▶ What is needed
Please copy every one of the records below word for word, leaving the pictures out of your answer.

▶ Records shown
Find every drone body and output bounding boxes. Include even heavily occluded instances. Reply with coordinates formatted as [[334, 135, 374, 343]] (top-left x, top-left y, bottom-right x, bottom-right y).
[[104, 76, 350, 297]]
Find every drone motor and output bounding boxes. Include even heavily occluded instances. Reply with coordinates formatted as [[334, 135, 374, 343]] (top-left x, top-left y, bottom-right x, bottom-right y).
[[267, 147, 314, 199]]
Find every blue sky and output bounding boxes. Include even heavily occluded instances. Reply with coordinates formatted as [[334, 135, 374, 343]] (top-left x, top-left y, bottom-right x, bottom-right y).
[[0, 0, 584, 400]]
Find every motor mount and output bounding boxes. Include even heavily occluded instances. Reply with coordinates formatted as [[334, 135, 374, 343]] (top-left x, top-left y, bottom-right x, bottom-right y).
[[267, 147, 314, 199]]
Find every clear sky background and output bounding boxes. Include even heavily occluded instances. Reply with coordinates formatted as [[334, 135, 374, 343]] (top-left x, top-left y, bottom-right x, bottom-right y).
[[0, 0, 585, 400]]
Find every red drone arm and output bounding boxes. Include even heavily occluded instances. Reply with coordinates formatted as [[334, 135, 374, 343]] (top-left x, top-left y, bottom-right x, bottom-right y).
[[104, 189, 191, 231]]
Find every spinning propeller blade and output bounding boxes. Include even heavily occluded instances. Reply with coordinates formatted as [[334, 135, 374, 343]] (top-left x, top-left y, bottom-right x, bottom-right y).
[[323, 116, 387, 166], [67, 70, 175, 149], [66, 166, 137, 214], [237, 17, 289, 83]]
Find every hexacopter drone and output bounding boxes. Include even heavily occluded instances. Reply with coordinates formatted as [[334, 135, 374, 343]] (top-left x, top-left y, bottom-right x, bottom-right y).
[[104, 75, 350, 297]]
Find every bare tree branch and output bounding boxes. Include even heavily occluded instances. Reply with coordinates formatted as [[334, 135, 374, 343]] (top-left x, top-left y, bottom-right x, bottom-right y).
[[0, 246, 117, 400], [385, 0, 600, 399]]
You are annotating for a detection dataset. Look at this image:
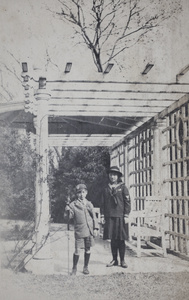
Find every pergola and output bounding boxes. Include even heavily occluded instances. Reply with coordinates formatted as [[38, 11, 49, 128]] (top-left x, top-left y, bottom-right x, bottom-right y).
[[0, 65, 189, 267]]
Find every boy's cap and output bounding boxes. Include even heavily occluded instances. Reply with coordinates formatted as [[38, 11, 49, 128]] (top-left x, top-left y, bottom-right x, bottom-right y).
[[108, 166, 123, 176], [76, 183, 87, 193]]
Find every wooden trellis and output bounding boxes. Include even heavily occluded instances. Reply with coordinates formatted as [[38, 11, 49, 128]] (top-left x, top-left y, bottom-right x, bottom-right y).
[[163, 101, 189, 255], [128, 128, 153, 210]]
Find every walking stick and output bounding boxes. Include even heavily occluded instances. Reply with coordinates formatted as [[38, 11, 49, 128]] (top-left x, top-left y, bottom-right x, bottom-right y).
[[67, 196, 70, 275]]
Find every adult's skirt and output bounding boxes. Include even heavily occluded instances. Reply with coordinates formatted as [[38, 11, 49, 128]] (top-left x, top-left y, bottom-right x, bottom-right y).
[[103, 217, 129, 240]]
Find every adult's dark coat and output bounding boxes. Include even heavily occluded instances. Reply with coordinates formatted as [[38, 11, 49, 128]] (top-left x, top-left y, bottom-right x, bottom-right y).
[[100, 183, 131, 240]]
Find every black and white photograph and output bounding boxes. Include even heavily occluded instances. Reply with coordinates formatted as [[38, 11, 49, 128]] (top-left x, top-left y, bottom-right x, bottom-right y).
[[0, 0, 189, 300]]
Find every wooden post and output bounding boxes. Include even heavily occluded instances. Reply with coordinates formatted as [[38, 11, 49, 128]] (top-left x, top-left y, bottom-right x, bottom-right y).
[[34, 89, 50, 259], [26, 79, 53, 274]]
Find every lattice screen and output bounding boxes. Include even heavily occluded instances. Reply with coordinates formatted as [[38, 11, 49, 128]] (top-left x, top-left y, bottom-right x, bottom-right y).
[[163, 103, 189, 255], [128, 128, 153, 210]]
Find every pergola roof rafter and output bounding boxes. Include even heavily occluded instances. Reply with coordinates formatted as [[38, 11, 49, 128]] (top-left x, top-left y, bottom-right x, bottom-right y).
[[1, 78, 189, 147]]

▶ Full output
Find every drone body and output bounding boxes. Include even heavily occluded instances. Reply with coordinates formatted as [[334, 135, 374, 343]] (top-left x, top-left y, bottom-right x, bottom-right y).
[[104, 76, 350, 297]]
Find every drone motor and output bounding boxes. Include even heavily occluded instances. Reply with coordinates formatted as [[334, 135, 374, 343]] (top-left x, top-left y, bottom-right x, bottom-right y).
[[267, 147, 314, 199]]
Find every blue sky and output bounding boxes. Include even heavily occluded instances. Reply with coordinates formatted as [[334, 135, 374, 343]] (top-left x, top-left y, bottom-right x, bottom-right y).
[[0, 0, 584, 400]]
Find every motor mount and output bounding boxes. Include even heavily occluded instances. Reply with coordinates formatted as [[334, 135, 374, 343]] (top-left x, top-left y, bottom-right x, bottom-right y).
[[267, 147, 314, 199]]
Find every clear sky background and output bounding boxes. Include even heavily occluded instances. Reply with coordinates formatted as [[334, 135, 374, 343]] (top-left x, top-left y, bottom-right x, bottom-right y).
[[0, 0, 585, 400]]
Find every red drone arm and output bounding boxes. Include even heavily occluded instances. Reply with coordinates formatted as [[334, 135, 374, 343]] (top-left x, top-left y, bottom-right x, bottom-right y).
[[104, 189, 191, 231]]
Find every spinning propeller blade and output bounding boxes. Include even heavily occluded instances. Reply with coordinates formatted as [[334, 135, 374, 343]] (top-left x, top-left y, bottom-right x, bottom-right y).
[[323, 116, 387, 166], [67, 70, 175, 149], [66, 166, 137, 214], [237, 17, 289, 83]]
Find every hexacopter drone and output bounding boxes. Include even heavily occluded instances. Reply with coordinates formatted as [[334, 135, 374, 343]] (top-left x, top-left y, bottom-right x, bottom-right y).
[[104, 75, 350, 297]]
Find every bare tree branch and output bounding boxes. Include even heavily occluded instances. Reply with coordinates formatted as [[334, 135, 374, 343]] (top-left x, top-left y, bottom-right x, bottom-right y).
[[0, 246, 117, 400], [385, 0, 600, 399]]
You are annotating for a detection dataset. Look at this image:
Find every pergola and output bounding boxes. Include even heavily occluded instances. Reply with coordinates formatted as [[38, 11, 49, 128]] (top-left x, top-left y, bottom-right x, bottom-right y).
[[0, 65, 189, 267]]
Find every boy's cap and output bounding boxes. Include even heavily occluded instances. Reply with coordinates formatted as [[38, 11, 49, 128]] (top-left x, top-left y, bottom-right x, bottom-right y).
[[108, 166, 123, 176], [76, 183, 87, 193]]
Find every wooden trellis and output bounding boxes. Include even heavily occluded instances. Reply with coordinates formatted as [[38, 11, 49, 128]] (top-left x, top-left y, bottom-right x, bottom-right y).
[[163, 101, 189, 255], [128, 128, 153, 210]]
Find every walking stick and output bounding boxes. Include even heavily occluded instances. Reply with coordinates formatted as [[38, 11, 49, 128]] (top-left x, top-left y, bottom-right x, bottom-right y).
[[67, 196, 70, 275]]
Find every adult's skirt and output bounding boxes. Include even heavily occluded instances. Reply with coordinates formatted as [[38, 11, 49, 128]] (top-left x, top-left y, bottom-right x, bottom-right y).
[[103, 217, 129, 240]]
Find every adult's dark coat and output bounding boxes. Include even heavily occluded instances. Reply with coordinates formatted as [[38, 11, 49, 128]] (top-left x, top-left y, bottom-right x, bottom-right y).
[[100, 183, 131, 240]]
Find every black and white photograph and output bounding boxes. Include even heavily occluded instances. Reply with coordinates formatted as [[38, 11, 49, 128]] (top-left x, top-left y, bottom-right x, bottom-right y).
[[0, 0, 189, 300]]
Find every wooden post and output bounding boxes. Include even heavily occluded instances. Reply with coordinates formatted as [[38, 11, 49, 128]] (top-left x, top-left y, bottom-right x, bottom-right y).
[[34, 89, 50, 259], [26, 79, 53, 274]]
Find every lattice screen and output bounding boxes. Include even heavily occluded instances. Reply with coordinates formatted as [[38, 11, 49, 128]] (top-left x, top-left y, bottom-right x, bottom-right y).
[[163, 103, 189, 255], [128, 128, 153, 210]]
Find every pergola roof rafter and output bounding boxes. Include even heavily occluded instances. Reply with coordinates formatted as [[38, 11, 49, 128]] (top-left x, top-left y, bottom-right x, bottom-right y).
[[1, 78, 189, 147]]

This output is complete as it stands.